DIRECTIONS
Put every line of the data below into a numbered list, skipping blank lines and leaving out the pictures.

SUPPLIED ENTRIES

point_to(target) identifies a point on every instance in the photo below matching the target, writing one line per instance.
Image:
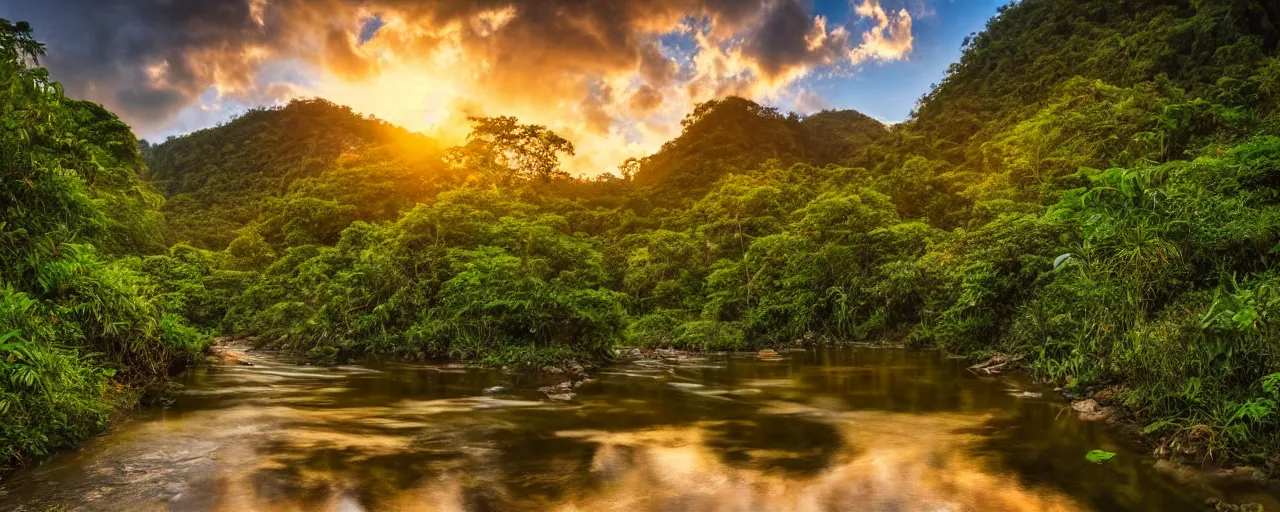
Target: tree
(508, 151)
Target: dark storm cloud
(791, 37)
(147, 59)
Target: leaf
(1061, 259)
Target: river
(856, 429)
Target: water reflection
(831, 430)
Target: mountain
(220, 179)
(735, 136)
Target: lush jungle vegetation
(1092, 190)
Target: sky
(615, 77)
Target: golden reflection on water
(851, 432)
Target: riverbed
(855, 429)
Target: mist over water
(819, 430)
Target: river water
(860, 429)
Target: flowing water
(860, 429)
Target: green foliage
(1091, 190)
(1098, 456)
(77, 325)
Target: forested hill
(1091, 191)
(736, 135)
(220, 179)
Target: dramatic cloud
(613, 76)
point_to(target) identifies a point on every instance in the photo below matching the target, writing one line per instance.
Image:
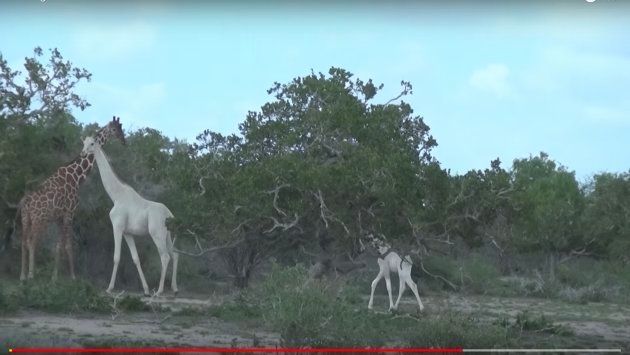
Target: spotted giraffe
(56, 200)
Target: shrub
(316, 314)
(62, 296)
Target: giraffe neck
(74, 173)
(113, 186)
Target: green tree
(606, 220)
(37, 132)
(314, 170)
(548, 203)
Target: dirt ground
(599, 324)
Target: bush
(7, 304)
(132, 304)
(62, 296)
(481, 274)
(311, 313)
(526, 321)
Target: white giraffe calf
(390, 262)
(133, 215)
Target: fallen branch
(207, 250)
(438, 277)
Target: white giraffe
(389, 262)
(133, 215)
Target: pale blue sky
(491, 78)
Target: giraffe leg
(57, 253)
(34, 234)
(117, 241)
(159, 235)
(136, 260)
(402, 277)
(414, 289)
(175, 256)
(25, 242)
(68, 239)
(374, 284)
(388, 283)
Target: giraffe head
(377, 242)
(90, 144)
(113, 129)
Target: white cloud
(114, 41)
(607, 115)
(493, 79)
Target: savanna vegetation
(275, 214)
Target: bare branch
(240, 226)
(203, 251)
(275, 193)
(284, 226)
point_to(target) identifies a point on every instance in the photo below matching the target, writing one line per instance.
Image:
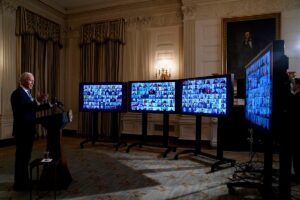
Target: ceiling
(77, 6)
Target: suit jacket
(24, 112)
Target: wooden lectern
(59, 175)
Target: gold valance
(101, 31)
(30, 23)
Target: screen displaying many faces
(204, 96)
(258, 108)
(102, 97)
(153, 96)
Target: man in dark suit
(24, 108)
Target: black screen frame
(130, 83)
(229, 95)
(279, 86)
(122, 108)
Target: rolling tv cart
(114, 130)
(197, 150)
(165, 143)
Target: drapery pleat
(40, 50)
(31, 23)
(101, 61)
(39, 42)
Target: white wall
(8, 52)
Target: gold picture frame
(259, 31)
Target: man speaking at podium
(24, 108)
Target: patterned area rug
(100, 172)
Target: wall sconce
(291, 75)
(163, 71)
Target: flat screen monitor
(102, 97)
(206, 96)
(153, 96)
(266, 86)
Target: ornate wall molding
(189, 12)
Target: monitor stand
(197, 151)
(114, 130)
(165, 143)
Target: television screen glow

OUTPUT FOR THIS EXERCISE
1. point_to(target) identifies a point on every instance in the photo below matching the target, writing one line per instance.
2. Image:
3. Target: tree
4. (508, 151)
5. Target: dark storm cloud
6. (791, 37)
7. (147, 59)
8. Target: leaf
9. (1061, 259)
10. Target: river
11. (856, 429)
12. Target: water reflection
13. (831, 430)
14. Target: mountain
15. (220, 179)
16. (735, 136)
17. Target: lush jungle vegetation
18. (1092, 190)
19. Target: sky
20. (615, 77)
21. Target: golden reflection on water
22. (851, 432)
23. Target: riverbed
24. (855, 429)
25. Target: mist over water
26. (819, 430)
27. Target: river water
28. (860, 429)
29. Target: flowing water
30. (860, 429)
31. Target: green foliage
32. (1091, 190)
33. (1098, 456)
34. (77, 325)
35. Target: forested hill
36. (1091, 191)
37. (736, 135)
38. (220, 179)
39. Target: dramatic cloud
40. (613, 76)
41. point_to(target) identifies a point on every instance in the photo below matching the target, writing one line per instance.
42. Image:
43. Target: spotted giraffe
44. (56, 200)
45. Target: shrub
46. (316, 314)
47. (62, 296)
48. Target: giraffe neck
49. (74, 173)
50. (113, 186)
51. Target: green tree
52. (606, 220)
53. (37, 132)
54. (314, 170)
55. (548, 203)
56. Target: dirt ground
57. (599, 324)
58. Target: bush
59. (7, 304)
60. (132, 304)
61. (62, 296)
62. (481, 274)
63. (311, 313)
64. (526, 321)
65. Target: white giraffe calf
66. (390, 262)
67. (133, 215)
68. Target: fallen branch
69. (207, 250)
70. (438, 277)
71. Target: white giraffe
72. (389, 262)
73. (133, 215)
74. Target: pale blue sky
75. (491, 78)
76. Target: giraffe leg
77. (57, 253)
78. (34, 234)
79. (117, 241)
80. (159, 235)
81. (136, 260)
82. (402, 277)
83. (414, 289)
84. (175, 256)
85. (25, 242)
86. (68, 239)
87. (374, 284)
88. (388, 283)
89. Target: giraffe head
90. (377, 242)
91. (90, 144)
92. (113, 129)
93. Target: white cloud
94. (114, 41)
95. (607, 115)
96. (493, 79)
97. Target: savanna vegetation
98. (275, 214)
99. Target: bare branch
100. (240, 226)
101. (203, 251)
102. (275, 193)
103. (284, 226)
104. point_to(target) identifies a point on every instance in the photo below matching the target, writing one line per instance.
105. Image:
106. Target: ceiling
107. (77, 6)
108. Target: suit jacket
109. (24, 112)
110. Target: wooden lectern
111. (59, 175)
112. Target: gold valance
113. (101, 31)
114. (30, 23)
115. Target: screen displaying many faces
116. (204, 96)
117. (258, 108)
118. (102, 97)
119. (153, 96)
120. Target: man in dark suit
121. (24, 108)
122. Target: black screen frame
123. (130, 83)
124. (229, 95)
125. (279, 86)
126. (122, 108)
127. Target: rolling tv cart
128. (114, 130)
129. (197, 150)
130. (165, 143)
131. Target: drapery pleat
132. (40, 50)
133. (31, 23)
134. (101, 61)
135. (39, 42)
136. Target: white wall
137. (8, 52)
138. Target: gold picture frame
139. (259, 31)
140. Target: man speaking at podium
141. (24, 108)
142. Target: patterned area rug
143. (100, 172)
144. Target: wall sconce
145. (291, 75)
146. (163, 71)
147. Target: flat screen monitor
148. (102, 97)
149. (206, 96)
150. (153, 96)
151. (266, 86)
152. Target: ornate wall molding
153. (189, 12)
154. Target: monitor stand
155. (197, 151)
156. (114, 130)
157. (165, 143)
158. Target: television screen glow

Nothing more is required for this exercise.